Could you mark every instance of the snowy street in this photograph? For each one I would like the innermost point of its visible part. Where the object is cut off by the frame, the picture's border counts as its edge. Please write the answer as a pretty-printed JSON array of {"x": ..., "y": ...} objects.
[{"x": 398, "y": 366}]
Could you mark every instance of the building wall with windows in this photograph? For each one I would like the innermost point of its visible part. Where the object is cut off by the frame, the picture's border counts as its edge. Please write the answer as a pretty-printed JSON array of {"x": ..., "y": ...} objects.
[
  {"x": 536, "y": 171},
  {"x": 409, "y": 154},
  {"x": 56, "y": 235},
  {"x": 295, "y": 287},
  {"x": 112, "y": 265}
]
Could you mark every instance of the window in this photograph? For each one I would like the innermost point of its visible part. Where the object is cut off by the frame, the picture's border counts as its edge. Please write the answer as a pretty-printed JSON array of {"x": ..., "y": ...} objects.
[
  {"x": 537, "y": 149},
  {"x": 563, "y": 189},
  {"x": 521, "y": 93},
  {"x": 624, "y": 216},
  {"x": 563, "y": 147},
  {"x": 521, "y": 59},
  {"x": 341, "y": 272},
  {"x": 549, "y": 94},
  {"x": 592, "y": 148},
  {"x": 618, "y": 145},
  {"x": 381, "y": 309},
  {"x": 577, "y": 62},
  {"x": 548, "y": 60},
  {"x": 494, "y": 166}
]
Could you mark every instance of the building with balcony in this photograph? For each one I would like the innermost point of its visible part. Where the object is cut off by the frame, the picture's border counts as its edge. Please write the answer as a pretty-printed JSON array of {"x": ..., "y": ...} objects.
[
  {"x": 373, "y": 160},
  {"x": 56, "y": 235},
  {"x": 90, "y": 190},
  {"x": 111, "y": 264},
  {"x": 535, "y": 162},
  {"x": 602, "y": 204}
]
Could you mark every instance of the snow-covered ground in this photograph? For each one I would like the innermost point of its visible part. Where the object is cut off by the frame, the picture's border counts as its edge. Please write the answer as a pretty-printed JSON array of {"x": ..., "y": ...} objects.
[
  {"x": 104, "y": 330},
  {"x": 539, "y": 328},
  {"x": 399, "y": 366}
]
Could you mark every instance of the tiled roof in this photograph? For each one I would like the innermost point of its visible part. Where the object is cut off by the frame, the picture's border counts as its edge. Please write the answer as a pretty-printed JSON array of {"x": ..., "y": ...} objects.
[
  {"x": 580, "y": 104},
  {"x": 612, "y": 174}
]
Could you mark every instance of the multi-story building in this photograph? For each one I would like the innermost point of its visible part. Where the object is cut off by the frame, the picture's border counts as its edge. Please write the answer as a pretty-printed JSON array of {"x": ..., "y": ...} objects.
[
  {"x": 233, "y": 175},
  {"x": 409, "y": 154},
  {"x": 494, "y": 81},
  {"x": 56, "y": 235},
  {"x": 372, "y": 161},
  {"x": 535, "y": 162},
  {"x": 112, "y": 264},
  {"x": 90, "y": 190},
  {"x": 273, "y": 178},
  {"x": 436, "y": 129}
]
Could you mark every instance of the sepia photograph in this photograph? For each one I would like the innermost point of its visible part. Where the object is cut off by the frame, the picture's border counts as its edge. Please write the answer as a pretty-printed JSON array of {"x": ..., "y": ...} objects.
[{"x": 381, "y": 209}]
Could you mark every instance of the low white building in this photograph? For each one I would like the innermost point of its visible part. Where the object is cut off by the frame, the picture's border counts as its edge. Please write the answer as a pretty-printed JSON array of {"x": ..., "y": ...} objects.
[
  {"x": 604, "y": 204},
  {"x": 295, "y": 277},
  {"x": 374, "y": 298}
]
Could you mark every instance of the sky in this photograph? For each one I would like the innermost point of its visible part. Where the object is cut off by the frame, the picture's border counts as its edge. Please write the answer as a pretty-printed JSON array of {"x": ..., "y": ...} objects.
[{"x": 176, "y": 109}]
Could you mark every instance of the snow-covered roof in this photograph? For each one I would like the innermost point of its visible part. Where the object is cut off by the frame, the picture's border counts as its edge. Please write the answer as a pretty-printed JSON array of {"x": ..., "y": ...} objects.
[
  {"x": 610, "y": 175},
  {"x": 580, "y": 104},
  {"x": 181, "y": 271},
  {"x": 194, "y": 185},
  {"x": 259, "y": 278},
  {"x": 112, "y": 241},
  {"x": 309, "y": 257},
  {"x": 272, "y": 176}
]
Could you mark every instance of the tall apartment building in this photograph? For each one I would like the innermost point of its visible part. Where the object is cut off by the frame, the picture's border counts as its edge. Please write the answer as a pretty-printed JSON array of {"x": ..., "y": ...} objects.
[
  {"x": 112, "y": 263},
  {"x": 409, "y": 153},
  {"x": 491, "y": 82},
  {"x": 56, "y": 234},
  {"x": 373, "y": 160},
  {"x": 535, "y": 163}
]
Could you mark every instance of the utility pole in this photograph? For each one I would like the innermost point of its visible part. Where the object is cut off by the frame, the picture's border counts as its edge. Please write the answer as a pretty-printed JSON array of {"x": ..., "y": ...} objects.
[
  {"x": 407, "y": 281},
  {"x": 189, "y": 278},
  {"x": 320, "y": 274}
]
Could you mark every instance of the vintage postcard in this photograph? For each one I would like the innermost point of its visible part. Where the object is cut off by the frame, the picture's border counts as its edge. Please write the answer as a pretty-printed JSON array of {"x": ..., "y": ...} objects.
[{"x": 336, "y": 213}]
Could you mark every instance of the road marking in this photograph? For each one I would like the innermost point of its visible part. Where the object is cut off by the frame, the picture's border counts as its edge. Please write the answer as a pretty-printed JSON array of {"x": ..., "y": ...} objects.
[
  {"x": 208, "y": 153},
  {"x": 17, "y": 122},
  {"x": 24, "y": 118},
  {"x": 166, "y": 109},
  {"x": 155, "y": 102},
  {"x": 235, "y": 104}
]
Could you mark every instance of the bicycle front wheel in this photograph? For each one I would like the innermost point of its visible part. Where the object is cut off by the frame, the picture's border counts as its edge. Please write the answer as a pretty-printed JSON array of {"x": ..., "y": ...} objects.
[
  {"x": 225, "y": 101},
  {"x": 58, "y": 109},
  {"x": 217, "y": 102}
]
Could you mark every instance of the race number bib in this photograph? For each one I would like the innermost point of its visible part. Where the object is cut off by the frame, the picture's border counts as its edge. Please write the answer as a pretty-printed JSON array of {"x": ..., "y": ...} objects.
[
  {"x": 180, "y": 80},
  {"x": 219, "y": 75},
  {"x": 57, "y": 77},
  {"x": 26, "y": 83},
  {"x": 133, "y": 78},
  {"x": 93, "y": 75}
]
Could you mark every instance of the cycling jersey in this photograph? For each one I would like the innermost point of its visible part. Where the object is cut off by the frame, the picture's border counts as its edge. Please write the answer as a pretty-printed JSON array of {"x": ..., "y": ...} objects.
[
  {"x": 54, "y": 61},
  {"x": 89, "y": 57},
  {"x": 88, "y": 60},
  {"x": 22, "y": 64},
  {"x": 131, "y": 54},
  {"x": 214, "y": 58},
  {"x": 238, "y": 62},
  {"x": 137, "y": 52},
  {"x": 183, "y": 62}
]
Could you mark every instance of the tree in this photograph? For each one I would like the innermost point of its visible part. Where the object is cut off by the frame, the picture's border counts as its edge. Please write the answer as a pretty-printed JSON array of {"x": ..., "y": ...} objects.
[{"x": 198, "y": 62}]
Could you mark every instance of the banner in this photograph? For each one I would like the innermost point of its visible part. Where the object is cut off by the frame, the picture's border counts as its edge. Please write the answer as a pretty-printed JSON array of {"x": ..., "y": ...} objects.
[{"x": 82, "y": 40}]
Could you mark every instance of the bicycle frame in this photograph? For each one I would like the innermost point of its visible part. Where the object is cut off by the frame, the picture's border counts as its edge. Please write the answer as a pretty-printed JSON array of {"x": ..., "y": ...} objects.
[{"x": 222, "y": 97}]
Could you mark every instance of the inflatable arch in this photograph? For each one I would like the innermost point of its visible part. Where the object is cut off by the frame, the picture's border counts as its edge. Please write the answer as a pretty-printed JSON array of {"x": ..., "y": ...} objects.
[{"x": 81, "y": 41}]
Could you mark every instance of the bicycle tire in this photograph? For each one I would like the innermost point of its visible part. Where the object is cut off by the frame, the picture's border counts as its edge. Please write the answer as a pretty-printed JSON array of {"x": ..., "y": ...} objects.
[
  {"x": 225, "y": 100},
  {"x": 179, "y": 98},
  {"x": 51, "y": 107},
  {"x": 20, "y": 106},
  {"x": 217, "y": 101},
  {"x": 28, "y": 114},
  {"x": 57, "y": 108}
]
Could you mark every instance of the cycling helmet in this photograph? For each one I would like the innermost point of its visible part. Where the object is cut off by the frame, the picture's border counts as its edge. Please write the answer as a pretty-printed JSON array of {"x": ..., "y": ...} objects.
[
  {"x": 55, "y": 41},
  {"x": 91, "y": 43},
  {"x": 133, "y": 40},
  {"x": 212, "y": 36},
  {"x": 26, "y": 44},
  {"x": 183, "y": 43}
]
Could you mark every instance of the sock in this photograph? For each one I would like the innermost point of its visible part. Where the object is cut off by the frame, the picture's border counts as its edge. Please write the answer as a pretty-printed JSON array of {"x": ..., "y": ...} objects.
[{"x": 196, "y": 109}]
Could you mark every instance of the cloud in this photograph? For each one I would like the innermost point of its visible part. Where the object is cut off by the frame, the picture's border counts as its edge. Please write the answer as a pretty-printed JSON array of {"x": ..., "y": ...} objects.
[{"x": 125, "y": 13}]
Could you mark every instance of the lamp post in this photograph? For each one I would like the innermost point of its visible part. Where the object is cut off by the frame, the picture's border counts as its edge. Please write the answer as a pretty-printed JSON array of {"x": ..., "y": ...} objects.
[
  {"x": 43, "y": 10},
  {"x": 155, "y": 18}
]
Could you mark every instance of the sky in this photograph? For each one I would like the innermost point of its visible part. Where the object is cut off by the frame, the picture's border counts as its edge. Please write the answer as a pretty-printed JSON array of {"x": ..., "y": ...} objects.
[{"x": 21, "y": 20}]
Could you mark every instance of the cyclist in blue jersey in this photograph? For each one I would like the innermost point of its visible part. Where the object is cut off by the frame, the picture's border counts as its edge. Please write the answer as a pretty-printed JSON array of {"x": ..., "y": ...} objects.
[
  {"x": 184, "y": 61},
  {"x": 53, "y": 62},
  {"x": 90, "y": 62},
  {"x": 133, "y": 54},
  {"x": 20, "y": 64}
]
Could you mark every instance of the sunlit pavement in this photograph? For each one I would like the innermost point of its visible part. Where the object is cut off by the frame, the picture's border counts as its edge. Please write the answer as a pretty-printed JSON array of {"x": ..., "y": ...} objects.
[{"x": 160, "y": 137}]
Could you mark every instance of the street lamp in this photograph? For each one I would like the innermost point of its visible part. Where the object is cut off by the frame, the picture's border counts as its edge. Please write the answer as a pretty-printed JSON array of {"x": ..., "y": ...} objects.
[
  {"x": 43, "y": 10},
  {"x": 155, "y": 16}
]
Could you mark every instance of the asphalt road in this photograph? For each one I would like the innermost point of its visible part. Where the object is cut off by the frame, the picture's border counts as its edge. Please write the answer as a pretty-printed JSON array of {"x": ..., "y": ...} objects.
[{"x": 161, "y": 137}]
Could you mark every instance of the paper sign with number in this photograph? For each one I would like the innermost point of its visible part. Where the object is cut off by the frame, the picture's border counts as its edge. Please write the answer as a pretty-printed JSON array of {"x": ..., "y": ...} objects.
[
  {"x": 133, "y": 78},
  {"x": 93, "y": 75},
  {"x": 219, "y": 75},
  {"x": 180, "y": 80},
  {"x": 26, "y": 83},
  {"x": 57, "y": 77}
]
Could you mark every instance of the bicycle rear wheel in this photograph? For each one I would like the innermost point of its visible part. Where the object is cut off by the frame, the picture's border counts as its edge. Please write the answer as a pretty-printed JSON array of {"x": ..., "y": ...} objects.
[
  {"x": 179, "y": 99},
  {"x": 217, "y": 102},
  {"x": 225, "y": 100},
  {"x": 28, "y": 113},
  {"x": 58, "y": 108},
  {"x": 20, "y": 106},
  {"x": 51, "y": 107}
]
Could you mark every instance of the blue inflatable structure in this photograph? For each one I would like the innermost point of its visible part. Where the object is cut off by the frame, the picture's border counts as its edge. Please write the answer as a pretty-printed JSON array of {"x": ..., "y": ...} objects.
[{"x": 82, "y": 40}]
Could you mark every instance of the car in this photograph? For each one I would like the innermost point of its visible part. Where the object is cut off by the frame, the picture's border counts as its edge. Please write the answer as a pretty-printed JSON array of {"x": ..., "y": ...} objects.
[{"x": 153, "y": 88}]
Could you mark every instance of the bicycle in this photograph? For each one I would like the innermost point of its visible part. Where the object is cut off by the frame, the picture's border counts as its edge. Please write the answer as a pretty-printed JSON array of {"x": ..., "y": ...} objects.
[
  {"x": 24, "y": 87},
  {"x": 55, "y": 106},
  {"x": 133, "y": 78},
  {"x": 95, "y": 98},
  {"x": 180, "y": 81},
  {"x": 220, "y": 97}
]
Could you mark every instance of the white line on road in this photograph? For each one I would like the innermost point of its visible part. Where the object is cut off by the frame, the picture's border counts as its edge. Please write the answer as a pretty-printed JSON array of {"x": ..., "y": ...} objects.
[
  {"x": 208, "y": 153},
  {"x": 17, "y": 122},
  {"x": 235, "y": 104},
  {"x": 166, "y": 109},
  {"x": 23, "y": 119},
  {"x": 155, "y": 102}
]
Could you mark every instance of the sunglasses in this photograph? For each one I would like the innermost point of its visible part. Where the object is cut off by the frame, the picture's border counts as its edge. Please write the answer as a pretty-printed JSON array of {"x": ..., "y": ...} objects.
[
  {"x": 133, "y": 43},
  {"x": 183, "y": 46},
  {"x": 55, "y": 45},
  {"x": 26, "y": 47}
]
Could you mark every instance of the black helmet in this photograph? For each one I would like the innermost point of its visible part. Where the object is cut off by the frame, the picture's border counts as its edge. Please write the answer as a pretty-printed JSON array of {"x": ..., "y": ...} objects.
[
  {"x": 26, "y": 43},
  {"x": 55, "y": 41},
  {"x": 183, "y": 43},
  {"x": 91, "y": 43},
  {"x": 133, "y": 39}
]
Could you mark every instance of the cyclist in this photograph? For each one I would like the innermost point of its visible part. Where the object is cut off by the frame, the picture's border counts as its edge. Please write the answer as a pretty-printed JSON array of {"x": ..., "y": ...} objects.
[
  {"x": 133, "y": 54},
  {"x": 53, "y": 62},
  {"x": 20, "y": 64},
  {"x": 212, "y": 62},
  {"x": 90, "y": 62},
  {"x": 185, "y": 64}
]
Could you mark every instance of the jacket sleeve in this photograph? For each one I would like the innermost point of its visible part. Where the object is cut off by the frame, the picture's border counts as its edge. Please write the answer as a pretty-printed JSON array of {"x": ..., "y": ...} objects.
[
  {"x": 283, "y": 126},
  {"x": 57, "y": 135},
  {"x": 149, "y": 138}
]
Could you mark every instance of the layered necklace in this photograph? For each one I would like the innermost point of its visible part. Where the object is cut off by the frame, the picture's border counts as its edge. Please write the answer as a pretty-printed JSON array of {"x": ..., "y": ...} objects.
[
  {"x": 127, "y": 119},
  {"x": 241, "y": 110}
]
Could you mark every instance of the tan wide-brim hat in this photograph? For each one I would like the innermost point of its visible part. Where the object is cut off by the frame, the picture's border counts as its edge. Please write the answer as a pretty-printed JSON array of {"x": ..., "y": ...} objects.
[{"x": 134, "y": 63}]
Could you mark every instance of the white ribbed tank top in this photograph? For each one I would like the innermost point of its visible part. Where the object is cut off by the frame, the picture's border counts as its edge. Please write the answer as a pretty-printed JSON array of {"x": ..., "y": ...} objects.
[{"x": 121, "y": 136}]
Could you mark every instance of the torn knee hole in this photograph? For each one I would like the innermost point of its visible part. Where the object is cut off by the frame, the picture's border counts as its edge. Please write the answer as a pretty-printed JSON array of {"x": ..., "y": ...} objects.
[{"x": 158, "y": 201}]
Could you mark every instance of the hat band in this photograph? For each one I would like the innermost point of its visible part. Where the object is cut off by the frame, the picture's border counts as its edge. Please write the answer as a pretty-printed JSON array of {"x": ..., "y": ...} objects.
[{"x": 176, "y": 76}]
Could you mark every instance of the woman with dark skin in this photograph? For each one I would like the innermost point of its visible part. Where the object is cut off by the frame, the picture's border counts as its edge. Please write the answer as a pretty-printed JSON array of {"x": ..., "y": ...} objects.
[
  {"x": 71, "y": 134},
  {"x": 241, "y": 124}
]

==========

▶ **WRITTEN PROBLEM**
Reproduce verbatim the part of the data that opens with the line containing "Could you mark every instance of the hat" and closes with the final line of the data, including both of those lines.

▶ **ANSWER TO THE EXERCISE**
Could you mark every instance of the hat band in this photograph? For each one I would like the innermost point of its visible part. Where the object is cut off by the frame, the picture's border counts as its edge. Please write the answer as a pretty-printed JSON array of {"x": ..., "y": ...} objects.
[{"x": 176, "y": 76}]
Could you mark every instance of the woman with dark skin in this photograph? For each one I would like the innermost point of its visible part. Where the object is cut off by the frame, the picture's border counts as its edge. Please write the answer as a pretty-printed JSON array of {"x": ..., "y": ...} objects.
[
  {"x": 71, "y": 134},
  {"x": 241, "y": 124}
]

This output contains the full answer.